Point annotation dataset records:

:::

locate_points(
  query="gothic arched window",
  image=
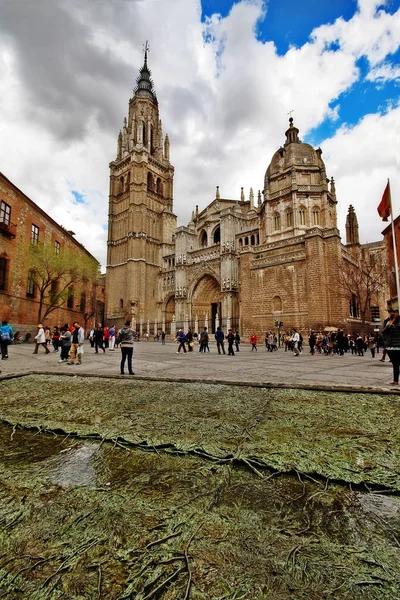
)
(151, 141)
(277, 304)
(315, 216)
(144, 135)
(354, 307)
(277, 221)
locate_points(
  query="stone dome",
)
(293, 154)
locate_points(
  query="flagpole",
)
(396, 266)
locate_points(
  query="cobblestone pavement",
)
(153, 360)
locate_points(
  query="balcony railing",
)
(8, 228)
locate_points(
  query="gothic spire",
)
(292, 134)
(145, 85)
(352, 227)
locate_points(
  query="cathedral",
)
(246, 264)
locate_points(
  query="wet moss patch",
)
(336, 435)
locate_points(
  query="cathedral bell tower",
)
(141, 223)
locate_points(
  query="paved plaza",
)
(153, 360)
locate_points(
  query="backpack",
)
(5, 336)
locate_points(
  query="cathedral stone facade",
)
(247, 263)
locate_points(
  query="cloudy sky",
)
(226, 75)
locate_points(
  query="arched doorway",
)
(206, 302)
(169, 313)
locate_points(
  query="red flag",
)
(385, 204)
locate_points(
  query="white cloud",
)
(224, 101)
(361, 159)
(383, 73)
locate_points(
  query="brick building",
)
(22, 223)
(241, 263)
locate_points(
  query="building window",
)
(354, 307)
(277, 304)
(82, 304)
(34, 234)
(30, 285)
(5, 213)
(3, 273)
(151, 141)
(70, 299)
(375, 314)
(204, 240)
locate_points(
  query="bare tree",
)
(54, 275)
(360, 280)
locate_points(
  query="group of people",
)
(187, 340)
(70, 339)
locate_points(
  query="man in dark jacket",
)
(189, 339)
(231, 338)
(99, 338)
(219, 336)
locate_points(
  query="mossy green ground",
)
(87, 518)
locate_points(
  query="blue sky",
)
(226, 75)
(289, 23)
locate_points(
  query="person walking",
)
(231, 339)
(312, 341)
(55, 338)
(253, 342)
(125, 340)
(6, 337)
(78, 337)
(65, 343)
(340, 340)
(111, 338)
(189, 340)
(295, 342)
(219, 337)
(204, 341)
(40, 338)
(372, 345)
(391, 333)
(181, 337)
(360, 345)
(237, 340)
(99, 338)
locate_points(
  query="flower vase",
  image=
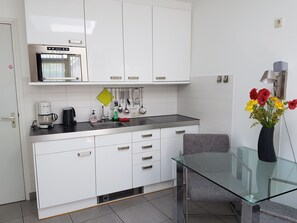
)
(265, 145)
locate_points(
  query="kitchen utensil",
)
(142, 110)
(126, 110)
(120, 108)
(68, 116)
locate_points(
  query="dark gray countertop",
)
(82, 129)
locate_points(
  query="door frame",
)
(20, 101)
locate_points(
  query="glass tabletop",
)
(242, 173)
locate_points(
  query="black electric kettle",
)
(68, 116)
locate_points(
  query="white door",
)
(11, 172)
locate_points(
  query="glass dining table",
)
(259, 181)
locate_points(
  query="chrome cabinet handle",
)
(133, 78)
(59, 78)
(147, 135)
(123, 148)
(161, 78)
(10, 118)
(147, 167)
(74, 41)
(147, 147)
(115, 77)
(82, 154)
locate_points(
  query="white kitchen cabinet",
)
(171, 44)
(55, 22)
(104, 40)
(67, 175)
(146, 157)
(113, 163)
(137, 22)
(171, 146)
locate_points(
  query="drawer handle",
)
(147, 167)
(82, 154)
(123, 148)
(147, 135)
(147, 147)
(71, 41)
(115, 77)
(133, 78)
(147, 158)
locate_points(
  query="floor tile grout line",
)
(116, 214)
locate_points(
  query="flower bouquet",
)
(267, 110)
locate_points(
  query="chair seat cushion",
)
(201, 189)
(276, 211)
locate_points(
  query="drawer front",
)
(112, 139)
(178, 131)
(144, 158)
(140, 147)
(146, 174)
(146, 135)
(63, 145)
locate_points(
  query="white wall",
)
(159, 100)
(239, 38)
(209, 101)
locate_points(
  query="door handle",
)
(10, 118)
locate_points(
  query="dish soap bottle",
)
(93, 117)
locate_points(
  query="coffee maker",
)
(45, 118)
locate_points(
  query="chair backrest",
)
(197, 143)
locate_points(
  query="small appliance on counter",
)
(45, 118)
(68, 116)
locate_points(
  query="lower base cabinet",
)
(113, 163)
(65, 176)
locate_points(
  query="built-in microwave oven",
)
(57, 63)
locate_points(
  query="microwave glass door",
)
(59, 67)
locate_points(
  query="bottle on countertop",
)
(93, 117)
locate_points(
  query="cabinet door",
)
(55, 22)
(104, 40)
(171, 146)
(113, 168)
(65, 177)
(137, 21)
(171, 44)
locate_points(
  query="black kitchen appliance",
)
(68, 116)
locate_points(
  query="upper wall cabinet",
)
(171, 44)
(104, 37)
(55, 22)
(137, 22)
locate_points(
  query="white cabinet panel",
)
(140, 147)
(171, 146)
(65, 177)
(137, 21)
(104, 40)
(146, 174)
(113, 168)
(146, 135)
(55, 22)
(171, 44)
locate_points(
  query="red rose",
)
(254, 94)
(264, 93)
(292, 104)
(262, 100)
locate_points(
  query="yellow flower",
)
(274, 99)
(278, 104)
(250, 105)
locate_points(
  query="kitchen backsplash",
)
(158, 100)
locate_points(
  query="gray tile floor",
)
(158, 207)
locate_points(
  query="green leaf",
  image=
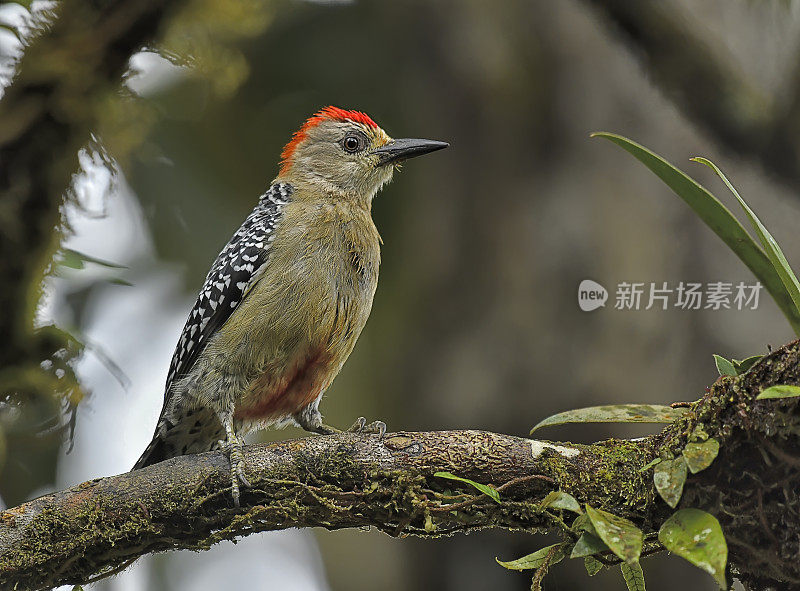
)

:::

(WRITTEN PROBLEM) Reproduce each line word for word and drop the pictures.

(COMPLETE OUTPUT)
locate_points(
  query="gothic arched window",
  image=
)
(151, 141)
(277, 304)
(315, 216)
(144, 135)
(354, 307)
(277, 221)
locate_points(
  query="stone dome",
)
(293, 154)
locate_points(
  query="flagpole",
)
(396, 266)
locate_points(
  query="cobblestone pavement",
)
(153, 360)
locate_points(
  query="balcony railing",
)
(8, 228)
locate_points(
  query="gothic spire",
)
(292, 134)
(145, 85)
(352, 227)
locate_points(
  query="cathedral",
)
(246, 264)
locate_points(
  query="wet moss patch",
)
(336, 435)
locate_points(
  query="cathedral bell tower",
)
(141, 223)
locate_points(
  query="paved plaza",
)
(153, 360)
locate_points(
  query="backpack",
)
(5, 336)
locate_points(
  query="cathedral stone facade",
)
(247, 263)
locate_points(
  query="cloudy sky",
)
(226, 75)
locate_points(
  query="arched doorway",
)
(206, 302)
(169, 313)
locate_points(
  query="red flag",
)
(385, 204)
locate_points(
  query="white cloud",
)
(224, 101)
(361, 159)
(383, 73)
locate_points(
  query="brick building",
)
(22, 223)
(241, 263)
locate_points(
  query="building window",
)
(354, 307)
(277, 304)
(82, 304)
(34, 234)
(30, 285)
(5, 213)
(3, 273)
(151, 141)
(70, 299)
(375, 314)
(204, 240)
locate_points(
  query="bare tree",
)
(54, 275)
(360, 280)
locate_points(
  query="group of people",
)
(187, 340)
(70, 339)
locate_points(
  query="man in dark jacket",
)
(189, 339)
(231, 338)
(99, 338)
(219, 336)
locate_points(
  query="mossy green ground",
)
(87, 518)
locate_points(
  query="blue sky",
)
(226, 75)
(289, 23)
locate_points(
  query="person walking",
)
(231, 339)
(312, 341)
(55, 338)
(253, 342)
(125, 340)
(6, 337)
(78, 337)
(65, 343)
(340, 340)
(111, 338)
(189, 340)
(295, 342)
(219, 337)
(204, 341)
(40, 338)
(372, 345)
(391, 333)
(181, 337)
(360, 345)
(237, 340)
(99, 338)
locate_points(
  query="flower vase",
  image=
)
(265, 145)
locate_points(
  query="kitchen utensil",
)
(142, 110)
(126, 110)
(120, 108)
(68, 116)
locate_points(
  query="dark gray countertop",
)
(82, 129)
locate_points(
  query="door frame",
)
(20, 101)
locate_points(
  query="glass tabletop",
)
(242, 173)
locate_points(
  query="black electric kettle",
)
(68, 116)
locate_points(
  query="white door",
)
(11, 172)
locate_points(
  query="glass dining table",
)
(259, 181)
locate_points(
  query="chrome cabinet handle",
)
(133, 78)
(59, 78)
(147, 135)
(123, 148)
(161, 78)
(10, 118)
(147, 167)
(74, 41)
(147, 147)
(115, 77)
(82, 154)
locate_points(
  query="white kitchen cabinet",
)
(171, 44)
(55, 22)
(104, 40)
(67, 175)
(146, 157)
(113, 163)
(137, 22)
(171, 146)
locate_points(
  query="drawer handle",
)
(147, 167)
(82, 154)
(123, 148)
(147, 135)
(147, 147)
(71, 41)
(115, 77)
(133, 78)
(147, 158)
locate_points(
  query="floor tile grout line",
)
(116, 214)
locate_points(
  query="flower bouquet",
)
(267, 110)
locate_points(
  query="chair seat cushion",
)
(201, 189)
(276, 211)
locate_points(
  query="drawer front",
)
(112, 139)
(178, 131)
(144, 158)
(140, 147)
(146, 174)
(146, 135)
(63, 145)
locate_points(
  query="white wall",
)
(159, 100)
(239, 38)
(209, 101)
locate_points(
  query="door handle",
)
(10, 118)
locate_points(
  query="dish soap bottle",
)
(93, 117)
locate_points(
  query="coffee maker",
)
(45, 118)
locate_points(
  query="chair backrest",
)
(197, 143)
locate_points(
  query="small appliance on counter",
)
(45, 118)
(68, 116)
locate_points(
  query="lower base cabinet",
)
(113, 163)
(65, 176)
locate_points(
  query="built-in microwave oven",
)
(57, 63)
locate_points(
  query="microwave glass door",
)
(59, 67)
locate_points(
  query="bottle on countertop",
)
(93, 117)
locate_points(
  query="cabinet door",
)
(55, 22)
(104, 40)
(171, 146)
(113, 168)
(65, 177)
(137, 21)
(171, 44)
locate_points(
  query="black kitchen appliance",
)
(68, 116)
locate_points(
  query="upper wall cabinet",
)
(171, 44)
(104, 37)
(55, 22)
(137, 22)
locate_points(
  query="white cabinet panel",
)
(140, 147)
(171, 146)
(65, 177)
(137, 21)
(104, 40)
(146, 174)
(113, 168)
(146, 135)
(55, 22)
(171, 44)
locate_points(
  query="red rose",
)
(254, 94)
(264, 93)
(292, 104)
(262, 100)
locate_points(
  query="yellow flower",
)
(274, 99)
(278, 104)
(250, 105)
locate_points(
  query="kitchen backsplash",
)
(158, 100)
locate_points(
  query="gray tile floor",
)
(158, 207)
locate_points(
  query="green leaf",
  image=
)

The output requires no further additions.